Chuck Norris Can Tie His Shoes With His Feet.

In the Beginning There Was Nothing… Then Chuck Norris Roundhouse Kicked Nothing and Told It to Get a Job.

There Has Never Been a Hurricane Named Chuck Because It Would Have Destroyed Everything.

Champions Are the Breakfast of Chuck Norris.

The Quickest Way to a Man’s Heart Is With Chuck Norris’s Fist.

Chuck Norris Can Build a Snowman Out of Rain.

Chuck Norris Has Never Blinked in His Entire Life. Never.

There Is No Chin Behind Chuck Norris’ Beard. There Is Only Another Fist.

If You Want a List of Chuck Norris’ Enemies, Just Check the Extinct Species List.

The Dinosaurs Looked at Chuck Norris the Wrong Way Once. You Know What Happened to Them.

Chuck Norris Does Not Own a Stove, Oven or Microwave, Because Revenge Is a Dish Best Served Cold.

* WHAT IS EXPECTED *
Decide whether each statement agrees with the lines about Chuck Norris, answering yes or no and quoting the words of the text that settle it. 1. Chuck Norris can build a snowman out of rain. 2. Chuck Norris owns a microwave. 3. A hurricane has been named Chuck.

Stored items
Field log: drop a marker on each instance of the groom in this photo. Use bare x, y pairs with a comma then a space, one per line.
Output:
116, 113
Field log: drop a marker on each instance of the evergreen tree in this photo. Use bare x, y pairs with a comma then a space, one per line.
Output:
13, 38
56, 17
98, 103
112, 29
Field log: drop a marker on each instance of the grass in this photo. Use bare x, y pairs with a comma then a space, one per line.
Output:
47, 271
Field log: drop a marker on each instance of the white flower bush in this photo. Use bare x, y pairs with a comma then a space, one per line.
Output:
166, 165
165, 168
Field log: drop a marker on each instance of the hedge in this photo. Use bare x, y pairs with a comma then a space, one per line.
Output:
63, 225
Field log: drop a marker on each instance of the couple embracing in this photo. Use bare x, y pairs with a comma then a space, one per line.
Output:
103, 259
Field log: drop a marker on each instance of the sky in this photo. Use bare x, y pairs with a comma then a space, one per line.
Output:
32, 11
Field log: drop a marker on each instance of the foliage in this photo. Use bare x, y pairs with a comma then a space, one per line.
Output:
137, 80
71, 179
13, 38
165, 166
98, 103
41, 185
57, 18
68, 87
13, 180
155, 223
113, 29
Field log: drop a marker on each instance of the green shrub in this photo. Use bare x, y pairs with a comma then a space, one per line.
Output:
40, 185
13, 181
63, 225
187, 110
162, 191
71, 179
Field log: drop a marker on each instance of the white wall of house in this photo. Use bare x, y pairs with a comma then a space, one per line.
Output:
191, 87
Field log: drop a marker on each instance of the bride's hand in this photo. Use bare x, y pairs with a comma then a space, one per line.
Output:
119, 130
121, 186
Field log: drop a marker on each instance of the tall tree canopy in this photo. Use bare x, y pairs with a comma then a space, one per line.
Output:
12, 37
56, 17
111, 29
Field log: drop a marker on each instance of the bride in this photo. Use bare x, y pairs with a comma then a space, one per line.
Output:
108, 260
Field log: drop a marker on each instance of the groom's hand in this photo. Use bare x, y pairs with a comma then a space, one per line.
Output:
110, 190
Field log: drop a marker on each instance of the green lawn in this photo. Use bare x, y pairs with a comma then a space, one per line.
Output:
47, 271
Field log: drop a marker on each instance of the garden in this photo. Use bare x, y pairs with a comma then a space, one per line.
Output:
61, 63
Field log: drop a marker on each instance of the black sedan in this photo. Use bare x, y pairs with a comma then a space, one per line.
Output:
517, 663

* TASK RESPONSE *
1. Yes: "Chuck Norris Can Build a Snowman Out of Rain."
2. No: "Chuck Norris Does Not Own a Stove, Oven or Microwave"
3. No: "There Has Never Been a Hurricane Named Chuck"